╭─ PASSAGE GIVEN
Herminia Albarrán Romero is a Mexican-American artist known for her papel picado (Mexican paper cutting) and altar-making. She received a National Heritage Fellowship from the National Endowment for the Arts in 2005, which is the United States' highest honor in the folk and traditional arts.

Early life 
Born and raised in Tlatlaya, Mexico, Albarrán Romero began learning her skills as a child from her mother. As a young woman she honed her craft with studies at Acatempa in Amatepel.

Artwork 

She has been commissioned to create works for several notable institutions, including the Oakland Museum of California, the California Palace of the Legion of Honor, and the Mission Cultural Center for Latino Arts. Romero currently resides in San Francisco, California.

Many of her exhibits focus on Dia de los Muertos celebrations, where she creates altars. She states of her work:

In creating my works for Dia de los Muertos, I am joyful as I senses the near presence of my loved ones. When I create papel picado and paper flowers, I again experience those childhood memories near my beloved mother and grandparents who also worked at these crafts. I feel connected to the love they have for me even in death and this is why I feel such a great joy within me.
╰─
╭─ DATA EXCERPTS
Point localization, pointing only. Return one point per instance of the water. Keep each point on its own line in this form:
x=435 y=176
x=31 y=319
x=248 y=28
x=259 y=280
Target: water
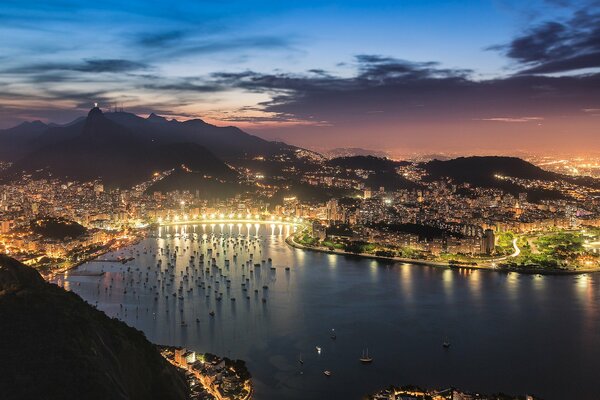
x=509 y=332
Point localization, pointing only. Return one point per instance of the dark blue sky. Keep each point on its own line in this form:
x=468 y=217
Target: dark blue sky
x=313 y=72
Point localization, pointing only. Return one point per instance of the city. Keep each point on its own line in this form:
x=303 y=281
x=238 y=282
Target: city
x=270 y=200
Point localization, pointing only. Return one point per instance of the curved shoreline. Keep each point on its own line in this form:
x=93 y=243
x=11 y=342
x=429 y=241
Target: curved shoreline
x=438 y=264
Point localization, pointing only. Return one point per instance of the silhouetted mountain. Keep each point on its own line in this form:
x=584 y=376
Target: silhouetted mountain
x=354 y=151
x=226 y=142
x=15 y=141
x=56 y=346
x=369 y=163
x=207 y=187
x=383 y=171
x=482 y=172
x=101 y=148
x=57 y=228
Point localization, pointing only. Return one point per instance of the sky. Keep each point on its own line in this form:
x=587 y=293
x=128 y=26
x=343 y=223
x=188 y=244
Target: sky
x=401 y=76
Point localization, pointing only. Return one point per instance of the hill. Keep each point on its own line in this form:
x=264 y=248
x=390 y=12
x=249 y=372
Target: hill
x=382 y=171
x=483 y=172
x=226 y=142
x=56 y=346
x=369 y=163
x=14 y=142
x=207 y=188
x=57 y=228
x=98 y=147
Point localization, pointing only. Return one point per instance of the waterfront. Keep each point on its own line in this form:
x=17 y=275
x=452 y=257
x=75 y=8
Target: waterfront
x=509 y=332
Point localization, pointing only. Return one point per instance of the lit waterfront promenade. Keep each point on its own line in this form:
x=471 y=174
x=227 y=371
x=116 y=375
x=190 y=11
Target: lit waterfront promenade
x=230 y=219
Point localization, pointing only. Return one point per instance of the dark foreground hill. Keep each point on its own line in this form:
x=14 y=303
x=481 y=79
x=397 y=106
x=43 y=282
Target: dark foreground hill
x=53 y=345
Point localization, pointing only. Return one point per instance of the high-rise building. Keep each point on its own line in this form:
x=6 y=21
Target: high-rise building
x=488 y=241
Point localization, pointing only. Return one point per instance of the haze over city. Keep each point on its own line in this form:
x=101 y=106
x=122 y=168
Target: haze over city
x=285 y=200
x=416 y=76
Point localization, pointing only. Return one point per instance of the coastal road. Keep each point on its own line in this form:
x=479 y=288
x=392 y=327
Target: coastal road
x=517 y=250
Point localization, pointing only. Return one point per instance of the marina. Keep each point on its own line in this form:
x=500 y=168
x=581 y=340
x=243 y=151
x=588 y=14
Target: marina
x=180 y=286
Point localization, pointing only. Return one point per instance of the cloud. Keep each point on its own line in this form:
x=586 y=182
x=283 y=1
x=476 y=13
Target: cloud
x=558 y=46
x=86 y=66
x=160 y=39
x=511 y=119
x=407 y=92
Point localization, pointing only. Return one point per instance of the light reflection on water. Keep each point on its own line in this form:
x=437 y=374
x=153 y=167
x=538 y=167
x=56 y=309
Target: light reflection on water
x=509 y=332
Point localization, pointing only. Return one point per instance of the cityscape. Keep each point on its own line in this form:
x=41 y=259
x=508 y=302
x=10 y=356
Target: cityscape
x=280 y=201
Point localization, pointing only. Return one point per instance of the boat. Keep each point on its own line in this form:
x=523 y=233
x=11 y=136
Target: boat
x=365 y=358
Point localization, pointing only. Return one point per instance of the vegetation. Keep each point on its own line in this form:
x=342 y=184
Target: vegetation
x=51 y=336
x=556 y=250
x=57 y=228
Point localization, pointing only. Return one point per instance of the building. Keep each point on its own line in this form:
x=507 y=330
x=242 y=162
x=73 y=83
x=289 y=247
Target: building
x=488 y=242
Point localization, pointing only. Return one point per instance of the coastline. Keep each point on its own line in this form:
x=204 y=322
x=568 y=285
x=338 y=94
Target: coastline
x=52 y=274
x=439 y=264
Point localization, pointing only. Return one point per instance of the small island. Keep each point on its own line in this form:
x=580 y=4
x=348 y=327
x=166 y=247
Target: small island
x=211 y=377
x=417 y=393
x=546 y=252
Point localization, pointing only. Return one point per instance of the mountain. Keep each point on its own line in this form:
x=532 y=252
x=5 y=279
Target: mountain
x=226 y=142
x=54 y=345
x=383 y=171
x=99 y=147
x=482 y=171
x=207 y=188
x=369 y=163
x=354 y=151
x=15 y=141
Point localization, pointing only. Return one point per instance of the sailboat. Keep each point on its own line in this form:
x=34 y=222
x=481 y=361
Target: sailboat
x=365 y=358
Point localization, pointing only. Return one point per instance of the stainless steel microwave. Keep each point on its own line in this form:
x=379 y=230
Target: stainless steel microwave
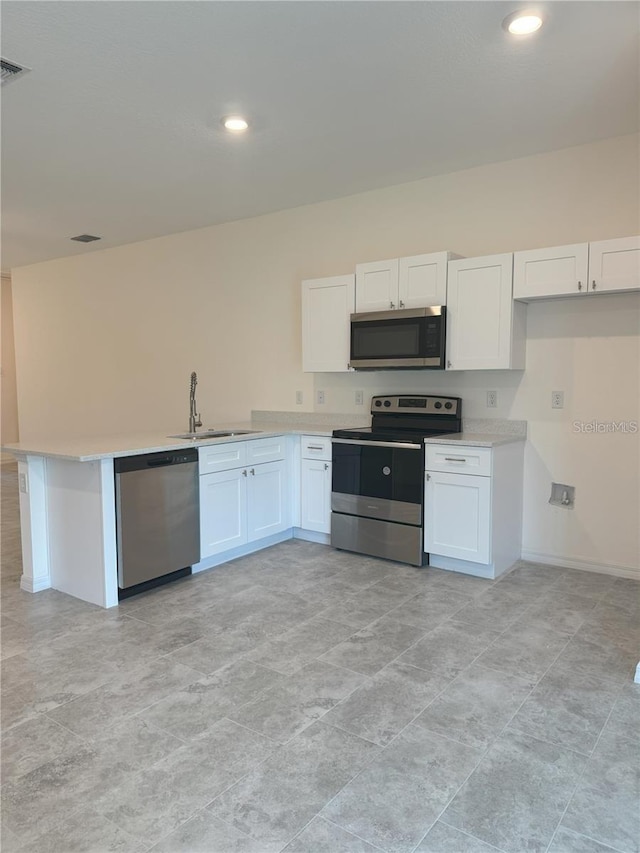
x=407 y=338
╰─
**EXERCISE GOAL:**
Please edit the stretch of the Herminia Albarrán Romero text from "Herminia Albarrán Romero" through "and traditional arts.", and write it out with "highest honor" replaced by "top honor".

**TASK RESULT:**
Herminia Albarrán Romero is a Mexican-American artist known for her papel picado (Mexican paper cutting) and altar-making. She received a National Heritage Fellowship from the National Endowment for the Arts in 2005, which is the United States' top honor in the folk and traditional arts.